- Assignment:
Copy out each line of the data that holds the string "below".

- Records provided:

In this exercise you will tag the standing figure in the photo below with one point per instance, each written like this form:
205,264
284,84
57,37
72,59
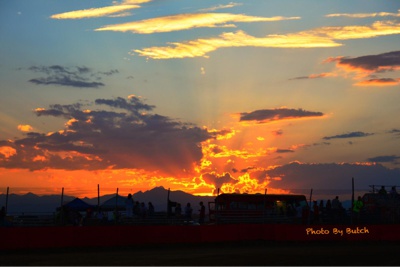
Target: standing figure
188,212
202,213
129,206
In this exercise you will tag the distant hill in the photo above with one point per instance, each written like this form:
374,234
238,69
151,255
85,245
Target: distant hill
31,203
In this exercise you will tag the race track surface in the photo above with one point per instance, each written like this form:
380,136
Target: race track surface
255,253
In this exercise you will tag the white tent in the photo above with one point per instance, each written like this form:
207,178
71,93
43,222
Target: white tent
116,201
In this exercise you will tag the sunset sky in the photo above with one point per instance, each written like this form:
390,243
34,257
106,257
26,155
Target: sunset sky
198,95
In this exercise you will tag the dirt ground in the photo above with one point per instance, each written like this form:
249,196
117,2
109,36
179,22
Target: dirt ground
254,253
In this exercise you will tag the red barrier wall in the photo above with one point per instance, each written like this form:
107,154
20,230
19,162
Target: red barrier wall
92,236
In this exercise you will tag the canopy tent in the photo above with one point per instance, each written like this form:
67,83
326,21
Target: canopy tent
78,205
116,201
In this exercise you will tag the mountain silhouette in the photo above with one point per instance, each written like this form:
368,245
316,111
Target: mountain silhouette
30,203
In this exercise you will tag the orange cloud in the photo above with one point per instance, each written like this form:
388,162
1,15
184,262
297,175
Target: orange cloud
379,82
365,15
319,37
25,128
7,151
185,21
94,12
201,47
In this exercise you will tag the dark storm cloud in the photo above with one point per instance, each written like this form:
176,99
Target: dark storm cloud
331,176
81,77
266,115
391,158
347,135
385,61
128,136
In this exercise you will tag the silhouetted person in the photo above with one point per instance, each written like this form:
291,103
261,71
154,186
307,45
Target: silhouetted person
315,212
151,209
188,212
336,209
202,213
357,207
129,206
2,216
178,210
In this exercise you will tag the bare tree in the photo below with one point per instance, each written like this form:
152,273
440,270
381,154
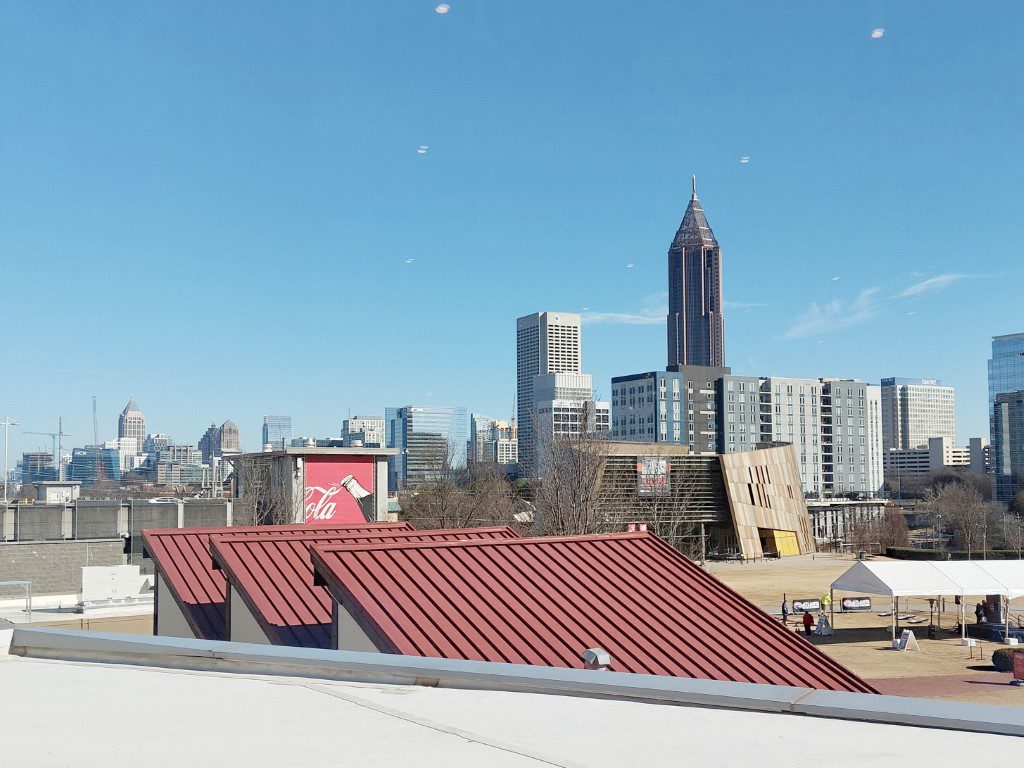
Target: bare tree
969,515
263,497
570,463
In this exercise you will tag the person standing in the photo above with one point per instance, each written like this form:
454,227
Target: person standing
808,623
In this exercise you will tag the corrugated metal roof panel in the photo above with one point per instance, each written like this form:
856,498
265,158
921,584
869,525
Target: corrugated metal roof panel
182,556
544,601
275,576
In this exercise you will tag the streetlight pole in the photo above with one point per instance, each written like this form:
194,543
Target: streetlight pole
7,424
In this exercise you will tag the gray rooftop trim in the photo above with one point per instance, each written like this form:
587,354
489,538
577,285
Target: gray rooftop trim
290,451
241,657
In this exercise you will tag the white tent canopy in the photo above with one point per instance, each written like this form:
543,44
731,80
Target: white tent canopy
934,578
896,580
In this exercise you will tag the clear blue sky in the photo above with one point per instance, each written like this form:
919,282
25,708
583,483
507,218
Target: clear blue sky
211,206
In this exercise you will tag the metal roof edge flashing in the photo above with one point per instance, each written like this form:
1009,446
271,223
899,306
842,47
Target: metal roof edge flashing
75,645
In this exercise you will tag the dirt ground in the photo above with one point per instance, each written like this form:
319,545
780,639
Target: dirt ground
942,669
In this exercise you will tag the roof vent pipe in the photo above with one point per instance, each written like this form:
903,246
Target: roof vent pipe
596,658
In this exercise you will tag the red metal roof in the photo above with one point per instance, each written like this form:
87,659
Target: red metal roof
544,601
182,556
274,577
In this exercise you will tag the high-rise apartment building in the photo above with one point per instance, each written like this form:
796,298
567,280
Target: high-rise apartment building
546,343
276,431
913,411
368,431
431,440
678,407
696,333
131,424
1008,444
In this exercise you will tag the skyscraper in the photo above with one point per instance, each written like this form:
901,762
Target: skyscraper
431,440
914,411
276,431
131,424
1008,444
546,343
1006,369
696,335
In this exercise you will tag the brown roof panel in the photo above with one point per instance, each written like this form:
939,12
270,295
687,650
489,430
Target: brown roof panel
274,576
545,600
182,556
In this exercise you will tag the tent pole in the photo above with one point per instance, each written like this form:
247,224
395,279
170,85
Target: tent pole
894,619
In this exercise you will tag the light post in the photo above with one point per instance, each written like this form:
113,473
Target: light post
7,424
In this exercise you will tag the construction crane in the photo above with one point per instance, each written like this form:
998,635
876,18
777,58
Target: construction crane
99,471
56,444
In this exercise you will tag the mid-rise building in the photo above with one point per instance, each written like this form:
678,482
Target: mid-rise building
695,328
430,441
129,455
367,431
218,441
37,466
938,453
93,465
131,424
546,343
1008,444
851,437
679,407
913,411
492,441
155,442
276,431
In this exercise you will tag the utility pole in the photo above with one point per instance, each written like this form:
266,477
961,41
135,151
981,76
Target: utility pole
7,424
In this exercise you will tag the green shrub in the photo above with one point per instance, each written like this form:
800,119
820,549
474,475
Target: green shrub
1003,658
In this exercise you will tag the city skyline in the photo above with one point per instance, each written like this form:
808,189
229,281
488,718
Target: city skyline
844,232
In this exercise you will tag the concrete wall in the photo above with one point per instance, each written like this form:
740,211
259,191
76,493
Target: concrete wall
54,567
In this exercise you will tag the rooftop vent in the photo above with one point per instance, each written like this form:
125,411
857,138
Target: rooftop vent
596,658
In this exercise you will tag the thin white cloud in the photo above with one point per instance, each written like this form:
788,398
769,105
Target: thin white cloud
644,317
932,285
836,315
653,310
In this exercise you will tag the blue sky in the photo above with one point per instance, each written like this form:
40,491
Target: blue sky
212,206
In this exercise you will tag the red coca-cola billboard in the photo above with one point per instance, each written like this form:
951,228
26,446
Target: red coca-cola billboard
339,488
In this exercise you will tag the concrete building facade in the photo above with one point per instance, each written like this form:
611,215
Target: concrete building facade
546,343
914,411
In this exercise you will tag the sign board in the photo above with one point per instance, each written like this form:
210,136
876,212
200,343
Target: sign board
855,603
799,606
653,475
906,641
339,488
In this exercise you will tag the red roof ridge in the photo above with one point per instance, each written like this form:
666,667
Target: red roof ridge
333,529
485,542
255,530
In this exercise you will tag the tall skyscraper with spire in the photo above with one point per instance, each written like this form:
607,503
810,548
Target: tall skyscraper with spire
131,424
696,335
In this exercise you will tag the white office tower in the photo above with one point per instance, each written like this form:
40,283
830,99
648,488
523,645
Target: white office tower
913,411
546,343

- Task response:
In this exercise you will tag the standing figure in the photo below with one point per instance, each written like this form:
In this exercise you will tag the bare tree in the photo below with one point per instance, each written like this form:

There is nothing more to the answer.